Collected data
------------------------------
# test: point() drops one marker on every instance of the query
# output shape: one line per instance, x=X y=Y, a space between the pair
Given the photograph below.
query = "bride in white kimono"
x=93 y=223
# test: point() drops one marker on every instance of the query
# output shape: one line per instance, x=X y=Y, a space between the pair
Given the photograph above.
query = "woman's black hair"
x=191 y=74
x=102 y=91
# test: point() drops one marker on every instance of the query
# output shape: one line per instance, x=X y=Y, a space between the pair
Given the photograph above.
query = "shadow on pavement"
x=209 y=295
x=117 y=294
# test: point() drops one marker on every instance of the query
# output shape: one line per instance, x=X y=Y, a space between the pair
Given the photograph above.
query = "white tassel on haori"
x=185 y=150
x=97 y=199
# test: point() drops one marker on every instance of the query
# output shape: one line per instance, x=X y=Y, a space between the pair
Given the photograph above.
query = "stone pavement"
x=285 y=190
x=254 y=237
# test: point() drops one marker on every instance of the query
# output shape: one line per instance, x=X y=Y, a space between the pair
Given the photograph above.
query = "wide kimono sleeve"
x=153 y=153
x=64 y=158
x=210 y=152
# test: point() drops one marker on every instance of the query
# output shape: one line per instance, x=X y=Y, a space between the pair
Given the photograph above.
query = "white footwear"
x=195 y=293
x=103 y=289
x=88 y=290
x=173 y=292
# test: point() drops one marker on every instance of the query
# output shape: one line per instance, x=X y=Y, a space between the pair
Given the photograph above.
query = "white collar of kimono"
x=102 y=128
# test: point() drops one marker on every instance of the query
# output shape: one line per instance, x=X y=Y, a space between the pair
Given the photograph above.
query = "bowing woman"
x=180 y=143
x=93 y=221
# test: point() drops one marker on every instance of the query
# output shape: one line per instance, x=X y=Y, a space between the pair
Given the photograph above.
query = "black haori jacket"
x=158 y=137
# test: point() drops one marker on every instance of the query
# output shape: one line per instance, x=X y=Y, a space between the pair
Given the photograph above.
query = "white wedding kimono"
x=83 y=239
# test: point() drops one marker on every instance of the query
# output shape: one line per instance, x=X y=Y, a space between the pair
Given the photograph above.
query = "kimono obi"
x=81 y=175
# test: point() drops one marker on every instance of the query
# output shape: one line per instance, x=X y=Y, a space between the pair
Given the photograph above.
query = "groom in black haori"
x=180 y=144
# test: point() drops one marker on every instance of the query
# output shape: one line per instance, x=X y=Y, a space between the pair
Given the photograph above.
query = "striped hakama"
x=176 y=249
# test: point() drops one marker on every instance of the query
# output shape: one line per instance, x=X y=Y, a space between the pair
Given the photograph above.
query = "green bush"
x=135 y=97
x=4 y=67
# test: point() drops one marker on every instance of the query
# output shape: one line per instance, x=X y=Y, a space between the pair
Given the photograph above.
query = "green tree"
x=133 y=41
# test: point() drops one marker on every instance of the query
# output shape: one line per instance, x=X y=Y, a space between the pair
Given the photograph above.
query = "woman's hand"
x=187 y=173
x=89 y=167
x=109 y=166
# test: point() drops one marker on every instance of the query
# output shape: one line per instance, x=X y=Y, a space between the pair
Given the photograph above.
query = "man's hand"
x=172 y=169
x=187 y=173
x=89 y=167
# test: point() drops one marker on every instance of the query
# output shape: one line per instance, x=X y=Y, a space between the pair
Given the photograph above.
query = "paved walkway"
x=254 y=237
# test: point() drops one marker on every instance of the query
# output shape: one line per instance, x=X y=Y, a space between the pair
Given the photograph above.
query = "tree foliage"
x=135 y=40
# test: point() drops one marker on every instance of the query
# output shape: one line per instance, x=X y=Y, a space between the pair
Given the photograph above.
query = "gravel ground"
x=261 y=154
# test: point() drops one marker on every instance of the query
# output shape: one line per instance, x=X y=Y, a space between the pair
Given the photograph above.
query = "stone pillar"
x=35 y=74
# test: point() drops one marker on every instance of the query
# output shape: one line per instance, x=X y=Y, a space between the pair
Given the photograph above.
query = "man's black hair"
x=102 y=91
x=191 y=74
------------------------------
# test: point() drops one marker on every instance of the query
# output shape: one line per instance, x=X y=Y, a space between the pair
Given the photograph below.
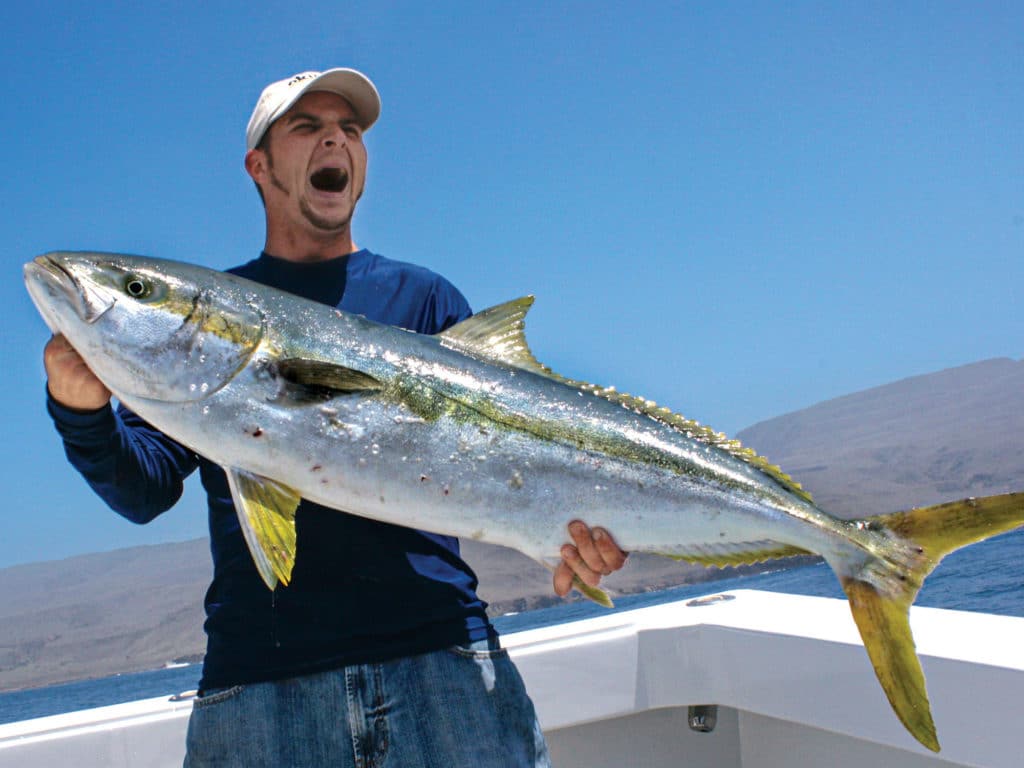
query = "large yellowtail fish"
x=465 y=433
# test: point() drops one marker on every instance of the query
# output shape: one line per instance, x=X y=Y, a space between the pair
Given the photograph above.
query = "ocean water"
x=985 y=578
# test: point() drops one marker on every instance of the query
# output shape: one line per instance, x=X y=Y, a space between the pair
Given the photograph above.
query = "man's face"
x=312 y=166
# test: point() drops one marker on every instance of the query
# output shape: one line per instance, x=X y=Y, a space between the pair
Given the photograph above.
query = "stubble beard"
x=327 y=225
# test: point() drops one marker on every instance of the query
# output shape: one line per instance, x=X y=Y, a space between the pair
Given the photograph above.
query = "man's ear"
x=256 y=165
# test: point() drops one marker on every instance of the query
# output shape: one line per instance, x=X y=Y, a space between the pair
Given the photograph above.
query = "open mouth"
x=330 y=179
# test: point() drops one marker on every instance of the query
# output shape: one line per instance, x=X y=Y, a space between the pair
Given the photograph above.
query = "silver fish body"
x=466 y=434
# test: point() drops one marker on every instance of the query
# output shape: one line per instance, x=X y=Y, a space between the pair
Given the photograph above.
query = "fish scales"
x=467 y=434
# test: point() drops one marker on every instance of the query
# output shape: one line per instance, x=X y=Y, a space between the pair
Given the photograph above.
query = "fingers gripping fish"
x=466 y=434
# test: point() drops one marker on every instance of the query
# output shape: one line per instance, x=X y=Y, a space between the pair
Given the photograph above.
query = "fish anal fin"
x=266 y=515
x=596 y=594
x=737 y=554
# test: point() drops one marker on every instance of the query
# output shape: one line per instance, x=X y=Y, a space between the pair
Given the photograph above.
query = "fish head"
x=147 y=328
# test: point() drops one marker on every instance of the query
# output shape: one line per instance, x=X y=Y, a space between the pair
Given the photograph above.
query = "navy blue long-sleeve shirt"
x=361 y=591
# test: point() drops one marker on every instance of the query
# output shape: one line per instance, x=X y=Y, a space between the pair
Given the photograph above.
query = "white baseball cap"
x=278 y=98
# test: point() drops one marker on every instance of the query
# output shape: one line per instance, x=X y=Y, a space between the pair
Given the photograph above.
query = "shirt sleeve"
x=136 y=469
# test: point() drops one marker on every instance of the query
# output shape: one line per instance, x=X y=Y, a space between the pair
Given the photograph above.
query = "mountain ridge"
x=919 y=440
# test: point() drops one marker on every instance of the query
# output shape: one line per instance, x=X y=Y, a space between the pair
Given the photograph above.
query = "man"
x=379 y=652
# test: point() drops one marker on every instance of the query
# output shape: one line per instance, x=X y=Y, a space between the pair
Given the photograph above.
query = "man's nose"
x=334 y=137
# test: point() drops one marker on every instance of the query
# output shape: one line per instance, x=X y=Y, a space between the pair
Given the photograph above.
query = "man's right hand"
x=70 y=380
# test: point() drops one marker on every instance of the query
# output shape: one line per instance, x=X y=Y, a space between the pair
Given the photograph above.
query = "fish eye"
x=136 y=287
------------------------------
What to do:
How many lines in the collected data above contain the word "hair"? Reply with the number alone.

Solution to the problem:
2